Consigne: Poursuivez le texte sur les guerres et les conflits armés dans le monde en reprenant juste après sa dernière phrase.

Texte cité:
╔══

Violences, guerres, conflits armés : évolutions et résistances

Sommaire du dossier

Introduction

Passerelle n°25

, par Rédaction

Un soldat français des forces spéciales s’apprête à tirer dans le cadre de la Task Force Takuba, au Sahel. On apperçoit le lance-grenades Milkor MGL au fond.

Un monde « à nouveau » en guerre, vraiment ?

Depuis février 2022 et l’invasion russe en Ukraine, les médias français répètent sans relâche que « le monde est à nouveau en guerre ».

De fait, il est indéniable que la violence et la militarisation est en expansion dans la gestion des conflits. Selon un article de The Atlantic, les années 2022 et 2023 ont connu une recrudescence alarmante des conflits armés de par le monde. De Gaza à l’Ukraine en passant par l’Arménie, le Kosovo, l’est du Congo ou encore le Soudan et la région du Tigré en Éthiopie, le programme de collecte de données sur les conflits de l’Université d’Uppsala confirme que nous traversons la période la plus conflictuelle depuis la fin de la guerre froide. L’article présente plusieurs hypothèses : la fin du monopole états-unien sur l’équilibre international et de son rôle exclusif comme gendarme du monde ; la (ré)émergence de la Russie et de la Chine comme acteurs et armées puissantes ; et la guerre en Ukraine et à Gaza comme message d’impuissance des modes diplomatiques de résolution des conflits, qui autorise ou rend possible la lutte armée comme modalité des conflits. La (re)militarisation, le rôle des armées dans les sphères sociales et politiques, les nouvelles formes de conflits armés, l’échec des modes pacifiques de résolution de conflits issus de la Seconde Guerre mondiale… sont des sources de préoccupations grandissantes pour les acteur·rices de la solidarité internationale.

Cependant, l’idée que la guerre serait de retour après des décennies d’un monde en paix relève plus d’un biais euro-centré qu’autre chose. En effet, au niveau international, la violence armée n’a jamais disparu d’un très grand nombre de territoires. Entre guerres d’indépendance nationales comme en Algérie ou en Angola ; dictatures militaires comme en Argentine ou au Chili ; conflits territoriaux armés comme au Cachemire ou au Darfour ; génocides comme au Guatemala, au Rwanda ou en Birmanie ; « guerre intégrale d’usure » contre les peuples qui défendent leur territoire comme au Mexique ou en Inde ; féminicides de masse conçus comme une « guerre de basse intensité » contre les femmes… La guerre et ses horreurs n’ont jamais disparu pour de nombreuses populations dans le monde. Or, l’Europe – et en particulier la France – a souvent un soutien actif aux exactions commises, depuis la vente d’armes aux différentes parties prenantes des conflits armés, jusqu’à l’exportation des techniques de guerre contre-insurrectionnelles, en passant par les « opérations extérieures » où les militaires français interviennent directement dans des contextes guerriers. L’absence de conflit armé sur le territoire français ne signifie en aucun cas que la France n’y prend pas part, ailleurs dans le monde.

╚══

Entrées fournies:

╔══

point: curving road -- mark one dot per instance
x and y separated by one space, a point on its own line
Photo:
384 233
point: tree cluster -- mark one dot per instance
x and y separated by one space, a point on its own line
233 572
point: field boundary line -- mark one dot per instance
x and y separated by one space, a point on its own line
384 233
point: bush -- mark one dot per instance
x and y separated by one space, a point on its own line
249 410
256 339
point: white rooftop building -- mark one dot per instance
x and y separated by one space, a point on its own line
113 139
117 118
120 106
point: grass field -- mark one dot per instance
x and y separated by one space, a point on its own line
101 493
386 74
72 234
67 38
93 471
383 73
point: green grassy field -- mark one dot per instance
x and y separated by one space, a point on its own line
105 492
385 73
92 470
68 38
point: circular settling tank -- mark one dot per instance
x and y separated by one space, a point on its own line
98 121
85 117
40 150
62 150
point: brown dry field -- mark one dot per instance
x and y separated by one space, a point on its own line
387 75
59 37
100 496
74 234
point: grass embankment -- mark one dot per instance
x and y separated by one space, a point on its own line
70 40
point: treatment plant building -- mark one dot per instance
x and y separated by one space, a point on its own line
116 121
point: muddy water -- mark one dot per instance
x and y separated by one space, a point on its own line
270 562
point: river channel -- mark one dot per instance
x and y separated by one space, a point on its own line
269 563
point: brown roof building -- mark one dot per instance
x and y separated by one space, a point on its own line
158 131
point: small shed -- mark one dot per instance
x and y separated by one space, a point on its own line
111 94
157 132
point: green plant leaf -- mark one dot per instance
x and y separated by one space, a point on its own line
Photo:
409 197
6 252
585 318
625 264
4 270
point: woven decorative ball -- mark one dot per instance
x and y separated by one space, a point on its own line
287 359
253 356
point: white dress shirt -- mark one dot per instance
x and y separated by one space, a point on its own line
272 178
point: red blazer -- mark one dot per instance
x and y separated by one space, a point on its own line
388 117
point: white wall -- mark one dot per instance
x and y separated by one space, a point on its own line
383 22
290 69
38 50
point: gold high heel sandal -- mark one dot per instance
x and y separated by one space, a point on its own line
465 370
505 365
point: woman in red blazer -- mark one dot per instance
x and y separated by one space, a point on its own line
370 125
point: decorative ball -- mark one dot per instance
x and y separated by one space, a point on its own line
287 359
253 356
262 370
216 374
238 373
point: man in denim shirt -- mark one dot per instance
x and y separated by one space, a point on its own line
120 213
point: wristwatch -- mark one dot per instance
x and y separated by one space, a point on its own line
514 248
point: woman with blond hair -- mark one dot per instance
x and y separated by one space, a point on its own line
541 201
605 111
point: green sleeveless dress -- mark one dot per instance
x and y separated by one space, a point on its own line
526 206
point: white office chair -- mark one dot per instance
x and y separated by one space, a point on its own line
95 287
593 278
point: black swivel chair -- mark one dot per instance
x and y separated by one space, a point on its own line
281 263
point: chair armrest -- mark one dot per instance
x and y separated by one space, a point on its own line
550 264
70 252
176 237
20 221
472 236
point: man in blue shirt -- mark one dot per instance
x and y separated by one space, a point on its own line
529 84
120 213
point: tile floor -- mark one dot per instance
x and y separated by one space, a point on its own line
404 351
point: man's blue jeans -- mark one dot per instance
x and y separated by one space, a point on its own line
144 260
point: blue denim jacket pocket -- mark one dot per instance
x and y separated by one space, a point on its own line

╚══
╔══

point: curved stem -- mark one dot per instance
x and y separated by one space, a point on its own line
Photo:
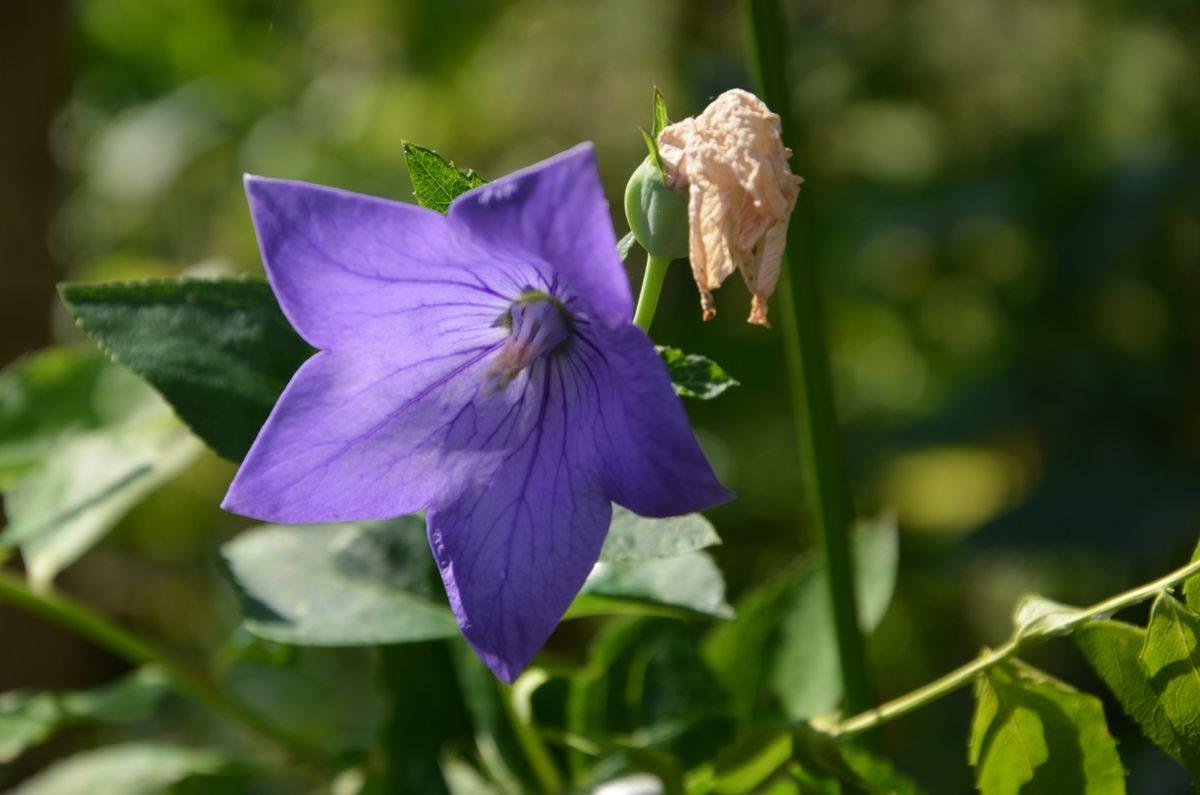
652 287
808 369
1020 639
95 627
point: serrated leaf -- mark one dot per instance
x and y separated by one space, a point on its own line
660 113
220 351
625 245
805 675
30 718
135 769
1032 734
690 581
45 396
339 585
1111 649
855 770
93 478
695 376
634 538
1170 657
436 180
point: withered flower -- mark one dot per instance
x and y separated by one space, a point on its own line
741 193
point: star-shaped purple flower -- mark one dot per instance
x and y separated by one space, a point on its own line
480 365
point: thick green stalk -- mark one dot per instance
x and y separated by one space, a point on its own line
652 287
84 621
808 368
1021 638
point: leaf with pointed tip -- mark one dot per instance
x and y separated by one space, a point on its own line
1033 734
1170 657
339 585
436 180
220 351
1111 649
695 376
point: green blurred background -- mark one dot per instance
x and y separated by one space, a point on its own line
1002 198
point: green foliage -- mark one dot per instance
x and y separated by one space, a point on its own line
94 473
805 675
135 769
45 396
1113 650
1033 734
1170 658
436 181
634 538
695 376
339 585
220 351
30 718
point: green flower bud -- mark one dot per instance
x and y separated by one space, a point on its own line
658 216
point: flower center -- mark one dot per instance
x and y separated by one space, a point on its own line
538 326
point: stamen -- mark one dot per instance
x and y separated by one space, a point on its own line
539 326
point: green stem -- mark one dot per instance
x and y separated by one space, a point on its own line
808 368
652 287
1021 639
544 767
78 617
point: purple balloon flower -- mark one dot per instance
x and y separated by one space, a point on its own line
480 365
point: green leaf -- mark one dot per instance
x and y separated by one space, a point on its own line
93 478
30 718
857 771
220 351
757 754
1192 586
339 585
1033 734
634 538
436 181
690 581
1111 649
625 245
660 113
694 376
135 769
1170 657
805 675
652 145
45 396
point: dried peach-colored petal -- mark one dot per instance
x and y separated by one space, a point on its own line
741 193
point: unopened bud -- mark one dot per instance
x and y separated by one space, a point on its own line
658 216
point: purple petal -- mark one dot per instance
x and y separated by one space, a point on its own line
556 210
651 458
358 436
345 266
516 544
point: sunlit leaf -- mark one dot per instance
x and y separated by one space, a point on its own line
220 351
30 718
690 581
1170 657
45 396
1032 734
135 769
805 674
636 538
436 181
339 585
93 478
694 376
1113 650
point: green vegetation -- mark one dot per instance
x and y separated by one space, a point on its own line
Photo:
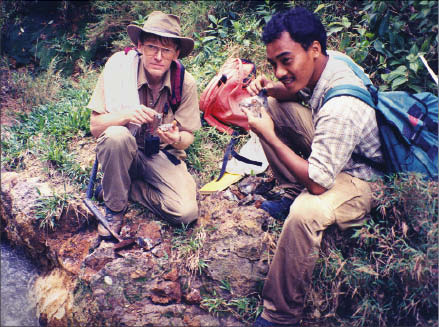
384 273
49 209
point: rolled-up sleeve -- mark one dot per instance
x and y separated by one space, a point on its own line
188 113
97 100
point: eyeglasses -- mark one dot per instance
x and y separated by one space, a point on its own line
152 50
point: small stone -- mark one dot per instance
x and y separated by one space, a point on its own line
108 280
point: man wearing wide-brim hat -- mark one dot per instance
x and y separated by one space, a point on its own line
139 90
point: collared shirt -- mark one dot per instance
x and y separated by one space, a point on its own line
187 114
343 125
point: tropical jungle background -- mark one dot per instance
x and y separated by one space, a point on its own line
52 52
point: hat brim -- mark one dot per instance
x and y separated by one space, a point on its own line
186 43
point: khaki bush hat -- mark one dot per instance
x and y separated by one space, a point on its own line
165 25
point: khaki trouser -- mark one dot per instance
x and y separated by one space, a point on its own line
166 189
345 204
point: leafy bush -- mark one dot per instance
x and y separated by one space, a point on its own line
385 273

╚══

Réponse:
Quoiqu’il en soit, la guerre en Ukraine et le génocide en cours en Palestine semblent avoir fait prendre conscience, en Europe, du poids de la guerre dans le monde, et provoqué un regain d’intérêt, dans les mouvements sociaux, pour questionner le rôle et les conséquences du militaire, à l’aune de « nouvelles » préoccupations et en fonction de « nouveaux » sujets politiques. Ainsi, penser le militarisme et la militarisation aujourd’hui implique de couvrir des phénomènes sociaux nouveaux (ou renouvelés de façon différente) qui, au-delà des conflits inter-étatiques, vont des économies criminelles aux paramilitaires, milices, narco-évangéliques et autres oligarchies foncières et extractives.

Les nouveaux visages de la guerre

Ce numéro de la collection Passerelle tente en ce sens d’ébaucher quelques grandes évolutions des modes d’actions militaires et guerriers, qu’explorent les différents articles qui le composent.

Tout d’abord, l’évolution technique et technologique est cruciale pour penser le modus operandi des acteurs des conflits armés et pouvoir s’y opposer efficacement. Sous couvert d’efficacité et de raccourcissement des délais d’exécution, ces évolutions visent à éloigner le tireur de sa cible pour lui éviter le face-à-face et les questions existentielles que cela peut lui poser, au risque de désobéir aux ordres. Israël en particulier est un grand laboratoire et promoteur d’armes « high tech », depuis la surveillance de masse jusqu’aux drones sonores testés en temps réel sur le peuple palestinien. Les systèmes d’armement automatique, qui ne nécessitent plus d’intervention humaine, posent de graves problèmes éthiques et politiques, tout comme la production de technologie numérique à double usage (civil et militaire) qui brouille les pistes.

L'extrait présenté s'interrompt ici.